▶ [INSTRUCTIONS TO FOLLOW]:
Each line of the listing below should come back exactly as it is.

▶ [INPUT]:

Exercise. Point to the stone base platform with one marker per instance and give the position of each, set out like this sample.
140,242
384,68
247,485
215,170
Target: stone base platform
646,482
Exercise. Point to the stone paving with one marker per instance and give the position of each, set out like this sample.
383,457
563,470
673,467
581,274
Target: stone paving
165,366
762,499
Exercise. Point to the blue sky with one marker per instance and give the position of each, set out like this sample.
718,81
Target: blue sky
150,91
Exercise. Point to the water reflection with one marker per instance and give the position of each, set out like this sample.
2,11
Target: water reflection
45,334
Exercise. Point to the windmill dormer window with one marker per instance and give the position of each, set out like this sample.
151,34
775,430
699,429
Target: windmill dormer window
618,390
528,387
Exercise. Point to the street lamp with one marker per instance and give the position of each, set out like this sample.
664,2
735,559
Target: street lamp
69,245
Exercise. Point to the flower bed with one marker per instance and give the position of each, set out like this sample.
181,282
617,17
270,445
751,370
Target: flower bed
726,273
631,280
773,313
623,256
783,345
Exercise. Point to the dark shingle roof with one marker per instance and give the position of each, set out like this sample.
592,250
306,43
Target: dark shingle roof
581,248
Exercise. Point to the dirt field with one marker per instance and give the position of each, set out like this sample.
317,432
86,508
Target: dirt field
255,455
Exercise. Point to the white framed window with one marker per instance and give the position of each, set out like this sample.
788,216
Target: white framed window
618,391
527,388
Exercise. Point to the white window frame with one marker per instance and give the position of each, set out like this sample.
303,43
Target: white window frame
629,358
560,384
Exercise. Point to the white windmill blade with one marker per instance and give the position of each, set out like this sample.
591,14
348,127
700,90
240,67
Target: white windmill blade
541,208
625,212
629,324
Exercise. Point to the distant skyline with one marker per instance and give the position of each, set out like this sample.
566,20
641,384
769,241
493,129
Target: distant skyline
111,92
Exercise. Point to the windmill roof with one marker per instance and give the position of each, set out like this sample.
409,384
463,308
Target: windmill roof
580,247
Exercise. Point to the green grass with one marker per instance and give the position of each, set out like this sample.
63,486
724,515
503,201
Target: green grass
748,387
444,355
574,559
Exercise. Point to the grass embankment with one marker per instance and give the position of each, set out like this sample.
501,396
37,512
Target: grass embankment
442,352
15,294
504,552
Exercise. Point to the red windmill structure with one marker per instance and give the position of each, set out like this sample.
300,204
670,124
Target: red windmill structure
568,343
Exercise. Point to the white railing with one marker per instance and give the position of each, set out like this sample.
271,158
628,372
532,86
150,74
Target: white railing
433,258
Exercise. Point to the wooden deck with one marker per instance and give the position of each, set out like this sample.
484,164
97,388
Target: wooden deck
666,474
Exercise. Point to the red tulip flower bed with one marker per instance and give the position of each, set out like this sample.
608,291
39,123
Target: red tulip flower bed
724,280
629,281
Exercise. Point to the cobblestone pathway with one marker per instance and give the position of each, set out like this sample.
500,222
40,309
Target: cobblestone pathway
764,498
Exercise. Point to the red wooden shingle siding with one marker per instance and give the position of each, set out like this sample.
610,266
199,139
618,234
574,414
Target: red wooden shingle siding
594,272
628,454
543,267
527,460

▶ [ANSWER SECTION]:
Exercise. Point to the stone base platform with one marker per instance and give the position of each, set out like this sample.
140,242
384,68
247,485
215,170
Target: stone base platform
646,482
Exercise. Point to the stone paving with one marker per instance and give the position of each, set out like this sample.
383,457
563,470
673,467
581,274
Target: stone paving
165,366
762,499
Exercise. Point to the blue sky with one marker per instance and give the position of each, set out like this sample.
718,81
Target: blue sky
150,91
Exercise. Point to the water reflection with one marker per instance and give the position of each, set out like this sample.
2,11
Target: water reflection
45,334
Exercise. Point to the windmill dormer window with one marker per instance and give the position of each, set out like this sample.
151,34
775,430
699,429
Target: windmill dormer window
618,390
528,387
Exercise. Point to the street lamp with one marker per instance and give the position of each, set out like this sample.
664,2
735,559
Target: street lamp
69,245
Exercise. Point to the flower bed with one marker per instance and give the position of each, set out like this sample.
181,282
617,17
270,445
751,370
Target: flower bed
726,273
631,280
773,313
623,256
783,345
Exercise. Point to the dark shingle roof with one marker per instance and give the position of each, set out like this sample.
592,250
306,43
Target: dark shingle roof
581,248
Exercise. Point to the dirt field with one marker per instance and give the position of each, set out like this sample.
317,432
86,508
Target: dirt field
255,455
Exercise. Point to the white framed window with one marker per instance and give the position of each, set out like this sample.
788,216
Target: white framed window
618,391
527,388
Exercise. Point to the white window frame with one marker per instance and give the position of each, set out like this sample.
303,43
Target: white window frame
629,358
560,384
Exercise. Point to the white windmill blade with one marker per instance and give the position of each, set out like this sample.
591,14
348,127
700,90
240,67
Target: white windmill blade
541,208
625,212
629,324
Exercise. Point to the distant skyline with one marker per instance and give the position of each, set out like this sample.
566,20
641,384
769,241
493,129
Target: distant skyline
111,92
Exercise. Point to the windmill roof with one marker per instance and give the position of each, set out like this sample.
409,384
463,308
Target: windmill roof
580,247
Exercise. Point to the green grass with one marker per instance and give the position of each, set out like this sample.
63,486
724,515
503,201
Target: green grass
748,387
444,355
574,559
Exercise. Point to the grass embankment with one marker per instance and give the position of each, set out like this sample.
501,396
37,512
Target: grass embankment
442,352
15,294
504,552
Exercise. Point to the red windmill structure with one marker per instance and give the position of each, set out like this sample.
300,204
670,124
Target: red windmill structure
568,343
Exercise. Point to the white railing with one marker per instance and give the position of each, set out like this sample.
271,158
628,372
532,86
150,74
Target: white railing
433,258
Exercise. Point to the wooden deck with one marker per instance and give the position of each, set out like this sample.
484,164
97,388
Target: wooden deck
666,474
Exercise. Point to the red tulip flower bed with one marker per instance and give the position of each, set out like this sample.
608,291
39,123
Target: red tulip flower bed
724,280
629,281
Exercise. Point to the cobblestone pathway with one marker per instance and give the position of each, set out like this sample.
500,222
40,309
Target: cobblestone pathway
764,498
Exercise. Point to the red wooden shingle siding with one marker per instance and give the position of each, set out like this sample.
610,266
199,139
618,234
574,414
Target: red wooden shingle siding
594,272
628,454
543,267
527,460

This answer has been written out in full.